DESCRIPTION OF THE TASK → Faithfully repeat each entry below, minus the pictures.

Image point grounding data →

-------

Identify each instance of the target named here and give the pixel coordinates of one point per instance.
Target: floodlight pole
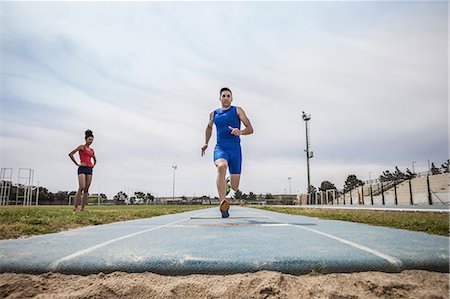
(173, 184)
(307, 118)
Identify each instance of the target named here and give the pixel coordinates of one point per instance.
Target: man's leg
(222, 166)
(235, 178)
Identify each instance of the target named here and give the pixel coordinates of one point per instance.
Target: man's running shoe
(224, 207)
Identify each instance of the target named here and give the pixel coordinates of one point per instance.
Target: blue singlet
(228, 146)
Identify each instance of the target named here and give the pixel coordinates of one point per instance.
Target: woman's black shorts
(85, 170)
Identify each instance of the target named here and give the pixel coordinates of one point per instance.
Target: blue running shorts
(232, 154)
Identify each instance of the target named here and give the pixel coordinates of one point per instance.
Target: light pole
(289, 178)
(173, 184)
(309, 154)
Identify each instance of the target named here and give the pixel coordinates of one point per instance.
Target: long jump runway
(250, 240)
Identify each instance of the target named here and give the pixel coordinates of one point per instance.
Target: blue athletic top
(222, 119)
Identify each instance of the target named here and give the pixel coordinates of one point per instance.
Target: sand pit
(264, 284)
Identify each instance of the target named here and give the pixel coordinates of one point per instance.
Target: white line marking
(55, 264)
(394, 261)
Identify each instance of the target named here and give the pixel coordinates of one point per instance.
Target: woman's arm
(73, 153)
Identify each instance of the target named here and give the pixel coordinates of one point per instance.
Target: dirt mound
(264, 284)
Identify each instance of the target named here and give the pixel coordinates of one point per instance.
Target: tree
(352, 182)
(268, 196)
(149, 198)
(410, 174)
(445, 166)
(238, 194)
(327, 185)
(120, 198)
(252, 196)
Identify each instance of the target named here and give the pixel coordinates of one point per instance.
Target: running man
(84, 169)
(227, 153)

-------

FINAL ANSWER →
Identify each instance of the target named here and give the pixel coordinates of one point per instance.
Target: floodlight pole
(173, 184)
(307, 118)
Identify each instance of the target named here and give the pixel coordinates of one point per instance.
Target: man's leg
(222, 166)
(235, 178)
Identify each instance of the target named here and give the pixel coordinates of one point per instance.
Target: man's running shoe
(224, 207)
Identify each instance of the target named here and give the pixel coordinates of one point per instance.
Target: blue singlet
(228, 146)
Identify each instance of the target named here and give the pixel coordinates of one point per instance.
Target: woman's black shorts
(85, 170)
Identify each instance of the target named here and give the pixel coordinates of one point per instance.
Target: blue running shorts
(232, 154)
Identify each instance of the target named here and give the pixel coordinates of one point per instance.
Target: light pole
(289, 178)
(173, 184)
(309, 154)
Identify each instance of the target named here and give the pixel coordinates of one point per instance.
Target: long jump runway
(250, 240)
Identify each instance of the target named here and give the pixel coordinates of one point per instance.
Target: blue athletic top
(222, 119)
Identify each instance of the target named here and give the pixel coordinates of one point per instance.
Target: sand pit
(264, 284)
Identify each instance of the target named here and give the pixel coordinates of one point per instance.
Target: white line marking
(55, 264)
(394, 261)
Identify each instance of the target named here and give the pixel coordinates of one point per instance.
Target: woman's arm
(73, 153)
Identify each instance of the target named here and give the pixel coordinates of one point per instance.
Target: dirt mound
(264, 284)
Identify each instance of the target named here and give the pixel coordinates of one point per instance.
Target: tree
(352, 182)
(268, 196)
(149, 198)
(410, 174)
(445, 166)
(238, 194)
(327, 185)
(120, 198)
(252, 196)
Identify each instance of the target named here and give the pixel coordinates of one point per instance.
Target: running man
(84, 169)
(227, 153)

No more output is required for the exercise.